'''
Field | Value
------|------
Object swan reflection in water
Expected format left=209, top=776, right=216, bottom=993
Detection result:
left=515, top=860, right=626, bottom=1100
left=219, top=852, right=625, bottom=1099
'''
=== WORK TASK ===
Exact duplication of all the data above is expected.

=== YOUR RESPONSE ===
Field | Value
------|------
Object swan reflection in water
Expected format left=209, top=776, right=216, bottom=993
Detection result:
left=515, top=860, right=626, bottom=1100
left=219, top=852, right=625, bottom=1099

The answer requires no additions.